## Supplied data
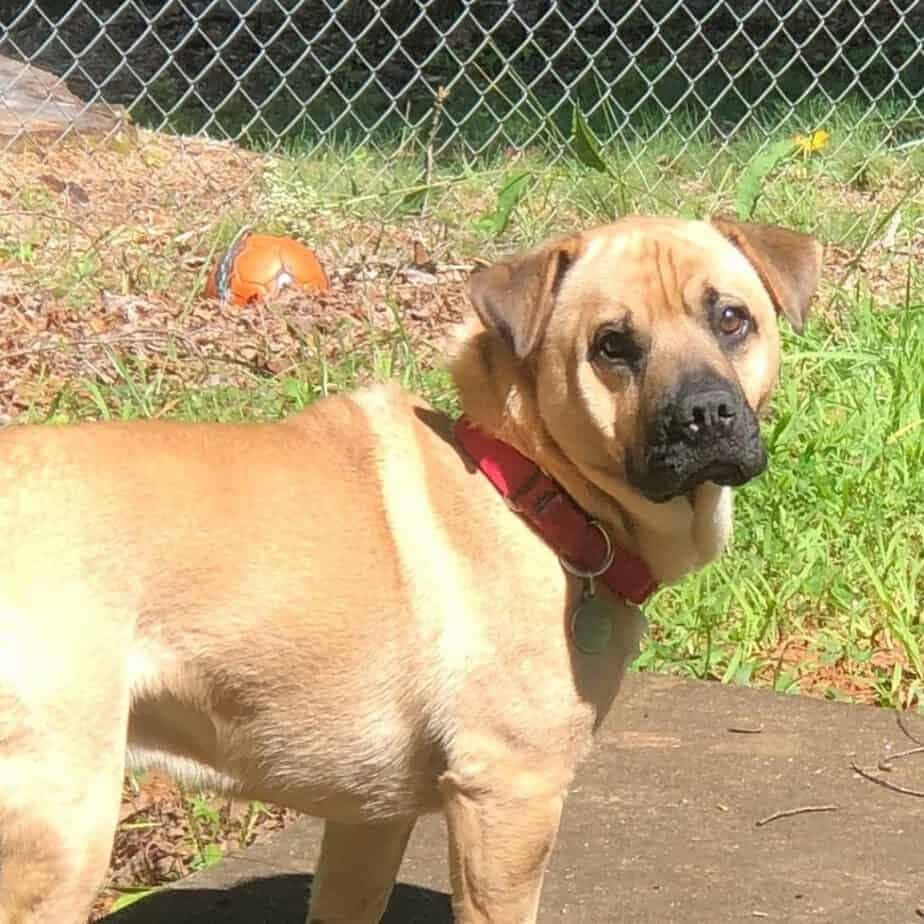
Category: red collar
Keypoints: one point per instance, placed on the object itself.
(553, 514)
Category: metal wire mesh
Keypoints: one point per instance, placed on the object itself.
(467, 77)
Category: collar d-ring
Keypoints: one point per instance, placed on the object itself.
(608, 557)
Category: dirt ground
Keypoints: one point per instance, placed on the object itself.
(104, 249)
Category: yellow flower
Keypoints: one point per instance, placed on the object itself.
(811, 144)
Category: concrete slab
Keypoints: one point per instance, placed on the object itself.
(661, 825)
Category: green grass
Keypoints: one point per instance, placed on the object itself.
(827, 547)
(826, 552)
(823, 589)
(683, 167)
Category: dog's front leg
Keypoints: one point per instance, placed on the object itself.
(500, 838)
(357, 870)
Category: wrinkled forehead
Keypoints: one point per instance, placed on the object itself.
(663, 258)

* * *

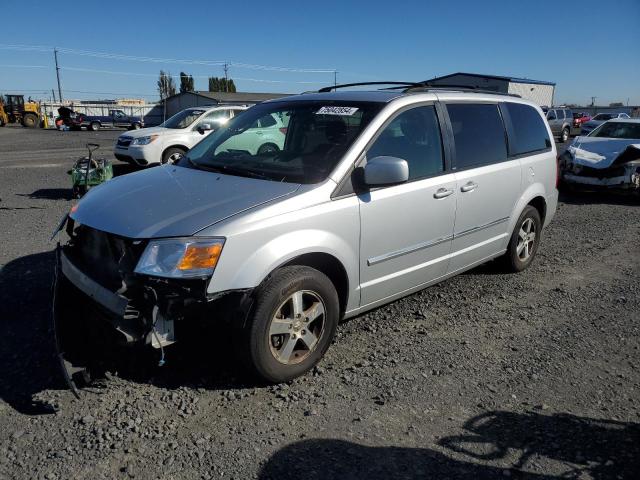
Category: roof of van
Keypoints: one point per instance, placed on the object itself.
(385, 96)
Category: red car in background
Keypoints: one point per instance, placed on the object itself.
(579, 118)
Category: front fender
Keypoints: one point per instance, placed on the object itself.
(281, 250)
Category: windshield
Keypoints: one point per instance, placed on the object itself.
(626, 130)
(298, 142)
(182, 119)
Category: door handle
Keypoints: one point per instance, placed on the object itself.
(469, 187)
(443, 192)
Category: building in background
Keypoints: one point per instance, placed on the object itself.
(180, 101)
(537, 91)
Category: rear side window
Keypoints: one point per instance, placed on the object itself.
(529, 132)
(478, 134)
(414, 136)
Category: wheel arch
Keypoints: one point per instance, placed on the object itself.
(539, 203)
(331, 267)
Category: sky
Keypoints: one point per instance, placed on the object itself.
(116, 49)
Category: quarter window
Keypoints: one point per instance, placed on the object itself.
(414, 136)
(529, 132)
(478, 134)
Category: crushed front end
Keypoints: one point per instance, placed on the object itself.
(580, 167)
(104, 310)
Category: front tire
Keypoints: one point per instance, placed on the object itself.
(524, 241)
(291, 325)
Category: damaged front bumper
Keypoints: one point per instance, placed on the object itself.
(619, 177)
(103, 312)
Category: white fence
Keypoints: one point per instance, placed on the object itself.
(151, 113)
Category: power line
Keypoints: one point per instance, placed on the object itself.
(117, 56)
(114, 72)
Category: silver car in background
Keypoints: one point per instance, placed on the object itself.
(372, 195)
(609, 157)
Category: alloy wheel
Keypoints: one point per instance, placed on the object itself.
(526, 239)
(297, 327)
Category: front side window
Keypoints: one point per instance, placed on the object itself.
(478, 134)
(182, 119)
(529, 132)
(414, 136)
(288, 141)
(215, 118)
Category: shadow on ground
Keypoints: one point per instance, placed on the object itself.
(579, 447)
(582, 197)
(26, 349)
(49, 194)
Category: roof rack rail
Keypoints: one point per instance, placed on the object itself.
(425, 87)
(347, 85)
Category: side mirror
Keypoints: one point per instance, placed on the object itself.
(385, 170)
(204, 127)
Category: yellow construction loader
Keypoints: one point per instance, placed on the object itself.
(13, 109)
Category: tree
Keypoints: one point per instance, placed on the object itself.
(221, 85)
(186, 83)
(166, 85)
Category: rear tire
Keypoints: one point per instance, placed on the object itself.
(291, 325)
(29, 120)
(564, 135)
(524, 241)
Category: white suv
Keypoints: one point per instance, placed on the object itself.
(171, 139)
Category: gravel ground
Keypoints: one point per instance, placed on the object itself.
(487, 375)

---

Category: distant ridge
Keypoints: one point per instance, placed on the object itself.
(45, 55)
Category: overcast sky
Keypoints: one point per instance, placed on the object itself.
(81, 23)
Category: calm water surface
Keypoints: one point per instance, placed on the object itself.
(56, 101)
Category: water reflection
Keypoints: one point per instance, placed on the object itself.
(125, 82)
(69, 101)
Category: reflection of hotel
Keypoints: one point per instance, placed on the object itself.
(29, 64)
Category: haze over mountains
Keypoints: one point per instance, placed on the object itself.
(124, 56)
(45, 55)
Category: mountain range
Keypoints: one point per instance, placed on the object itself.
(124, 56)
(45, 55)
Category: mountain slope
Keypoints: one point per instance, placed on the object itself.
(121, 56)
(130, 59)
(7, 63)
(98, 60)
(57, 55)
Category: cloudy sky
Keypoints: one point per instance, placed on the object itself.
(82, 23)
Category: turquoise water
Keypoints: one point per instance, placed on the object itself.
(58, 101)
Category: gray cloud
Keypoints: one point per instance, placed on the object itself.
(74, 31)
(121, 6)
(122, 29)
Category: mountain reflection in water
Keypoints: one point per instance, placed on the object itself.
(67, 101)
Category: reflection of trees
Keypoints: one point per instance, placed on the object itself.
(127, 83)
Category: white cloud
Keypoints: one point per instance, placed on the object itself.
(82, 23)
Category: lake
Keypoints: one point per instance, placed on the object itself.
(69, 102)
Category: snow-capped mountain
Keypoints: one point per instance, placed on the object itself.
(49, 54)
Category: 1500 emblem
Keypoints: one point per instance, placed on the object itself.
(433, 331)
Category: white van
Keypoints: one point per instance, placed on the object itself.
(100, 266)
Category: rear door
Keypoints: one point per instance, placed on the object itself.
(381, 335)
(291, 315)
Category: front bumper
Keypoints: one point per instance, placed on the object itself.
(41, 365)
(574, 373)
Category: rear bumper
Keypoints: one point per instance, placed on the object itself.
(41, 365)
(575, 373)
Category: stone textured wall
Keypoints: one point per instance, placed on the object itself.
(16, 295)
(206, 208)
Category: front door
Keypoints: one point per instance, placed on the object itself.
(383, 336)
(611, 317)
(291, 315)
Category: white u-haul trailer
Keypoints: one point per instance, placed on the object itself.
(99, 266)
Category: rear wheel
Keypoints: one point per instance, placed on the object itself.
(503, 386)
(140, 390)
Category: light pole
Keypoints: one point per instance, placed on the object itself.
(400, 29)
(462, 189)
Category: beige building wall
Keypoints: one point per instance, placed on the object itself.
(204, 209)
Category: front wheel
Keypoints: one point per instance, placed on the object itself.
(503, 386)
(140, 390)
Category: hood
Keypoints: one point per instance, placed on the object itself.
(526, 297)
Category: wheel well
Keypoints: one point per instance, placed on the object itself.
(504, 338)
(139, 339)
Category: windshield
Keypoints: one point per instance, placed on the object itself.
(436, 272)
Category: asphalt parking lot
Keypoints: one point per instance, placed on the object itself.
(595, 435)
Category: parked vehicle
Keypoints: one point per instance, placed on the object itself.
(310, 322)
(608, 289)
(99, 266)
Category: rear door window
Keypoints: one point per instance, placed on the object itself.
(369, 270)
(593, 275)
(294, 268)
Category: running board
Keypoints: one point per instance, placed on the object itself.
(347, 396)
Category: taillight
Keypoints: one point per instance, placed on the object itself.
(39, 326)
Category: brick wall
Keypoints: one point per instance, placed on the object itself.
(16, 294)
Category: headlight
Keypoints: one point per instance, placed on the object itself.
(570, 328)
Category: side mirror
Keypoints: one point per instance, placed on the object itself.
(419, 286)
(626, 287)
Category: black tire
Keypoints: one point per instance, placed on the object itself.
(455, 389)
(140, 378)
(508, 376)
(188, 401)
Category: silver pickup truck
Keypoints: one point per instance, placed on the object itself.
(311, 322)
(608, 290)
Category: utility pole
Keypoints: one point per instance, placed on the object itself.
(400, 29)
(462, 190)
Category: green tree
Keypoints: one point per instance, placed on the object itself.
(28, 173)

## Work instructions
Collect each line of the records above that contains the word "collar" and copy those lines out unchanged.

## Result
Category: red collar
Category: collar d-ring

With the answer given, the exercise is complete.